## WORK REQUIRED
For this exercise, restate word for word only the lines from the first line of the data to the line containing "TASK = point to the dark green".

*** Opening SOURCE MATERIAL ***

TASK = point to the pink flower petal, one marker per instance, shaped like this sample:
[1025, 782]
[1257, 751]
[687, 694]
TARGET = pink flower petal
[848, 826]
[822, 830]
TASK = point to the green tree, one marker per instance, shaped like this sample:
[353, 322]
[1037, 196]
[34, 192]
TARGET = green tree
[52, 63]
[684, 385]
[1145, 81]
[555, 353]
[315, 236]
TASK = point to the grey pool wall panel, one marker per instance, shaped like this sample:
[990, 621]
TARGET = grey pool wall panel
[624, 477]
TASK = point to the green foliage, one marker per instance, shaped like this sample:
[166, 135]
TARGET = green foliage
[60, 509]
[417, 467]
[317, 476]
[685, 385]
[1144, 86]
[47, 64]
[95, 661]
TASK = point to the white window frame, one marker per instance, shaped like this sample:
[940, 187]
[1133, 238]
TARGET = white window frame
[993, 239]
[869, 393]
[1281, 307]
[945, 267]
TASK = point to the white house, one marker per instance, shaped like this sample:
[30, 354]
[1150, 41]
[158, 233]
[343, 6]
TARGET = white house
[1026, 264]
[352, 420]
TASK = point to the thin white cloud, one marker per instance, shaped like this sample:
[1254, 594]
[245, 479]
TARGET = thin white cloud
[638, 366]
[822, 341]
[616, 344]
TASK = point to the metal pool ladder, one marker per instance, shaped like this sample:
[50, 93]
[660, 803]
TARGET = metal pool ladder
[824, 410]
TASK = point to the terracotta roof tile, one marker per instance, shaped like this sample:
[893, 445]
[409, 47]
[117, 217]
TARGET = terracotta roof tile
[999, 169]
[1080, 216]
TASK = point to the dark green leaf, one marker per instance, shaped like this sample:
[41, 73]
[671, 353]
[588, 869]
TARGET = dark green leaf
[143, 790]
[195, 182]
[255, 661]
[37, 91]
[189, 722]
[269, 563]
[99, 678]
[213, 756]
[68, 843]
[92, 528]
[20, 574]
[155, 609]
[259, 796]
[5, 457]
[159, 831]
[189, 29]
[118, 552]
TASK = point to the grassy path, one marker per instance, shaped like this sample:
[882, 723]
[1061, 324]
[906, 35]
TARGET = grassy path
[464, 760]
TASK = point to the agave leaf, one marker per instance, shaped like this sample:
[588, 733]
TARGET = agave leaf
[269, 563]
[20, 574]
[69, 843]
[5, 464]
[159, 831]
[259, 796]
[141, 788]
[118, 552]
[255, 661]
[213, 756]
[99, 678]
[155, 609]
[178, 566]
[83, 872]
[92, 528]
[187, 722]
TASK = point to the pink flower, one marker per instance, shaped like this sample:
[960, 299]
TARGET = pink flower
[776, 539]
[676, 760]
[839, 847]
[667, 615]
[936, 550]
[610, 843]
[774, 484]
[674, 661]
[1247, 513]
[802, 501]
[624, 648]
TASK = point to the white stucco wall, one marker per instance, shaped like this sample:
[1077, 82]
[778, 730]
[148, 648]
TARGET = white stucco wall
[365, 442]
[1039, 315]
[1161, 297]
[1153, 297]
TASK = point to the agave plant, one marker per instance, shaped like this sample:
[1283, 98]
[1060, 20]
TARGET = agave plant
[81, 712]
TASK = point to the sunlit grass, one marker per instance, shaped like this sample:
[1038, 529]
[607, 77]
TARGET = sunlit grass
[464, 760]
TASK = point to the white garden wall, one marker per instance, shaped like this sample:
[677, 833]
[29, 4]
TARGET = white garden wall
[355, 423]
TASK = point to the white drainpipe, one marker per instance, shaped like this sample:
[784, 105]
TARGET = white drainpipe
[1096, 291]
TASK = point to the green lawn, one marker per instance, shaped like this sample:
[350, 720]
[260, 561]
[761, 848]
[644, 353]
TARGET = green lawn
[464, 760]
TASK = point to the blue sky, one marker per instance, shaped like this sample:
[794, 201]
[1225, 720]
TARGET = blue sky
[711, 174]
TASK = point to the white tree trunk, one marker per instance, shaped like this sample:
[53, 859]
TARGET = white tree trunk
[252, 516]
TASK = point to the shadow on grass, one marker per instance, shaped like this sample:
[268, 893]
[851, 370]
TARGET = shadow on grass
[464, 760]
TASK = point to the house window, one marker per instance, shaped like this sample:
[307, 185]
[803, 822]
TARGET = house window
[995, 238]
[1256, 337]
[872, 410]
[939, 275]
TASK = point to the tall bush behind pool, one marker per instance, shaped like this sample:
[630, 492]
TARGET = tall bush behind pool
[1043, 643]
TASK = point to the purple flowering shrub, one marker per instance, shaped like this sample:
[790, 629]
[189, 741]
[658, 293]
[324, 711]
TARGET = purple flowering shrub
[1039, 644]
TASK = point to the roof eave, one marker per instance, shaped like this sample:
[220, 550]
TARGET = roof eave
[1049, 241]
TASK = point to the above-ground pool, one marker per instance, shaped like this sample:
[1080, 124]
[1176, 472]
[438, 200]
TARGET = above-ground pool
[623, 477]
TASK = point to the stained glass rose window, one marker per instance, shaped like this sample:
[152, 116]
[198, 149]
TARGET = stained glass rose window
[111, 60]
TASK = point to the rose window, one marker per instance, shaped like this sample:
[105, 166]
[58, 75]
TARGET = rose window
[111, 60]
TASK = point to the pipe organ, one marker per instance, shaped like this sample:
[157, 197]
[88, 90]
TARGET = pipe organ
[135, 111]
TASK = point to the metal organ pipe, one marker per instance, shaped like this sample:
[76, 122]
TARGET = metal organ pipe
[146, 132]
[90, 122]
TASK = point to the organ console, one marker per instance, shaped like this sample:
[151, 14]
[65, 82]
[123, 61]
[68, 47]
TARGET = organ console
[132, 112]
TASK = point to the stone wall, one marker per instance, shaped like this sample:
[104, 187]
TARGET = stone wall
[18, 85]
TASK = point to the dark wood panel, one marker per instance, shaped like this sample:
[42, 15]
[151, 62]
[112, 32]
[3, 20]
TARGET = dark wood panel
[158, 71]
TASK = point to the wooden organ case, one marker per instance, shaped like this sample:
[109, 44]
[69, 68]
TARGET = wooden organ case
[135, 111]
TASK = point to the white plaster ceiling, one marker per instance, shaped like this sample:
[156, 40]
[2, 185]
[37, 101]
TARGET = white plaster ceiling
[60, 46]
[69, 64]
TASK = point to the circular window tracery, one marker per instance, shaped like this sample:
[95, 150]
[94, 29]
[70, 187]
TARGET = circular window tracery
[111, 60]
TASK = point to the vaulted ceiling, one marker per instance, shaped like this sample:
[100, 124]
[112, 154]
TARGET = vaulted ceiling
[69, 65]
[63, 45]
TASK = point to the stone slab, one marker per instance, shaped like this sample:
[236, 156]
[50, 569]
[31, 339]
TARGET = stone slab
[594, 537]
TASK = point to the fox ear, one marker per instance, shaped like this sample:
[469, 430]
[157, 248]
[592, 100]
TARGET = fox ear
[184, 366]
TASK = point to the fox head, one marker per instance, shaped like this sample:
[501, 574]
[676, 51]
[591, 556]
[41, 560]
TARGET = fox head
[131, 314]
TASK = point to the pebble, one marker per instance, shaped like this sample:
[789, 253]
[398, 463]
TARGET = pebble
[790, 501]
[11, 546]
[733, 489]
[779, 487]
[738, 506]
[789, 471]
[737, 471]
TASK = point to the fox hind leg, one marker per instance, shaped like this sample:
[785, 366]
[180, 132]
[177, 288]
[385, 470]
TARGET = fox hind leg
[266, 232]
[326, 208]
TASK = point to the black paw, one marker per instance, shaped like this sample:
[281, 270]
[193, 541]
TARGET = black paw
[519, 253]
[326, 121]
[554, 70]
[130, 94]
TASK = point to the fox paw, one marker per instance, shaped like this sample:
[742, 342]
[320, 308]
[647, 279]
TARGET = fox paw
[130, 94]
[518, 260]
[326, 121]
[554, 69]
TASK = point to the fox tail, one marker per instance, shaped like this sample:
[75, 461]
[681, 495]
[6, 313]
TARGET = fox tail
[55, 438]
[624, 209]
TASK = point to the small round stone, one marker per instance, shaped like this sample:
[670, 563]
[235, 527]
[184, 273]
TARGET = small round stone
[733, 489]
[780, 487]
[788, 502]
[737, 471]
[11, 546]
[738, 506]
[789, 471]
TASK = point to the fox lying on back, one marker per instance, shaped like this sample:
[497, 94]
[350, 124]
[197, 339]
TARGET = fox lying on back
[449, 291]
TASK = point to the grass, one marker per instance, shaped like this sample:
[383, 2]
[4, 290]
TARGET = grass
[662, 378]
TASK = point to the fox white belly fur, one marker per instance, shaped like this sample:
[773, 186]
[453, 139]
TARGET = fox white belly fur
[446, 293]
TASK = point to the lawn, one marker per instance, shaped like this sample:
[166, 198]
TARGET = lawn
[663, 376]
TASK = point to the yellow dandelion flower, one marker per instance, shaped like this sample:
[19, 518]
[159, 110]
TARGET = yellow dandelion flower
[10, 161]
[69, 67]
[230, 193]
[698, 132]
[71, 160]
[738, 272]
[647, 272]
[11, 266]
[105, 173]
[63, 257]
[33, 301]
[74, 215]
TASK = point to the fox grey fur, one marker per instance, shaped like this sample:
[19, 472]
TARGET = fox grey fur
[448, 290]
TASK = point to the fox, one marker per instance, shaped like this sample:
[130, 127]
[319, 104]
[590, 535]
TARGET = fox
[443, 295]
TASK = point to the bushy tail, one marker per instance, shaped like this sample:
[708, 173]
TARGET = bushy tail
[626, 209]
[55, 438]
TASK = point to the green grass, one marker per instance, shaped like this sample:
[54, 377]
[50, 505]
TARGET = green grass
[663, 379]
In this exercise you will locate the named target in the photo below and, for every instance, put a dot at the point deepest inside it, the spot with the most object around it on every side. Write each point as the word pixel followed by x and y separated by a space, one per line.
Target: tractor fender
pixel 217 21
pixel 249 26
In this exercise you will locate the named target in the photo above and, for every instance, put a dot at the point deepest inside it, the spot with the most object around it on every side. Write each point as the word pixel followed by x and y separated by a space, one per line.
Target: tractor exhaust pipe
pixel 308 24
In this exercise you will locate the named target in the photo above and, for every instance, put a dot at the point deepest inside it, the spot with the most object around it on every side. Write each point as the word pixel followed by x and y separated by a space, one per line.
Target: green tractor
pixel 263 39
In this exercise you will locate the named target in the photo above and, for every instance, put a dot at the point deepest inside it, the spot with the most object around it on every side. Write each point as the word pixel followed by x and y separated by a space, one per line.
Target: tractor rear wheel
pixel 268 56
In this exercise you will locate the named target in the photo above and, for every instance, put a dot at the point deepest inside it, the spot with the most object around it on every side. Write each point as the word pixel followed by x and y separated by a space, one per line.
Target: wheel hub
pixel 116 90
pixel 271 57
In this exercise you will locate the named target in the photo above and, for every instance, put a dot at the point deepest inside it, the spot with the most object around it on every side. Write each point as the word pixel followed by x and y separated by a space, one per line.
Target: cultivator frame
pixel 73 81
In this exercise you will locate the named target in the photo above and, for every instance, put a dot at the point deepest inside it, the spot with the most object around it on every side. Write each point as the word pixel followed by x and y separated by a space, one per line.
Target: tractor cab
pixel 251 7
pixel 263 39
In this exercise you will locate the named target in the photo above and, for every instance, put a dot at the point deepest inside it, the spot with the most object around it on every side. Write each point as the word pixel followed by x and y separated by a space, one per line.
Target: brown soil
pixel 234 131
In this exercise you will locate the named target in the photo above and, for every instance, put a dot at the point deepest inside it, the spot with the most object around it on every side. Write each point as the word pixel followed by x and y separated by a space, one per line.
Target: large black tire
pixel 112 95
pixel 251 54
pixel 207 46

*** Closing SOURCE MATERIAL ***

## ANSWER TO THIS PROBLEM
TASK = point to the pink flower petal, one marker per instance, shaped like this sample:
[1025, 782]
[1257, 751]
[687, 694]
TARGET = pink flower petal
[848, 826]
[822, 830]
TASK = point to the green tree, one marker per instance, shaped like this sample:
[353, 322]
[1037, 196]
[34, 192]
TARGET = green tree
[52, 63]
[684, 385]
[1145, 81]
[555, 353]
[315, 236]
TASK = point to the grey pool wall panel, one marker per instance, shaped like this sample:
[990, 621]
TARGET = grey pool wall panel
[624, 477]
TASK = point to the green foliage, one marker per instance, shaped like this sample:
[166, 135]
TARGET = green foliage
[60, 509]
[417, 467]
[317, 476]
[685, 385]
[1144, 86]
[47, 64]
[95, 661]
TASK = point to the white window frame, one marker per instance, shaped like this sample:
[940, 187]
[1133, 238]
TARGET = white window frame
[993, 239]
[869, 393]
[1281, 307]
[945, 267]
TASK = point to the white house, one marker per instance, shaped like this sample:
[30, 354]
[1150, 41]
[158, 233]
[343, 6]
TARGET = white house
[1026, 264]
[352, 420]
TASK = point to the thin white cloud, one marker per instance, shaped like this sample:
[1254, 594]
[245, 479]
TARGET = thin white cloud
[638, 366]
[822, 341]
[616, 344]
TASK = point to the metal pool ladder, one marker per instance, shaped like this sample:
[50, 93]
[660, 803]
TARGET = metal pool ladder
[824, 410]
TASK = point to the terracotta roof tile, one marker per instance, shaped like this sample:
[893, 445]
[409, 47]
[117, 217]
TARGET = terracotta roof tile
[999, 169]
[1080, 216]
TASK = point to the dark green leaf, one marker per instance, shaped like this sample:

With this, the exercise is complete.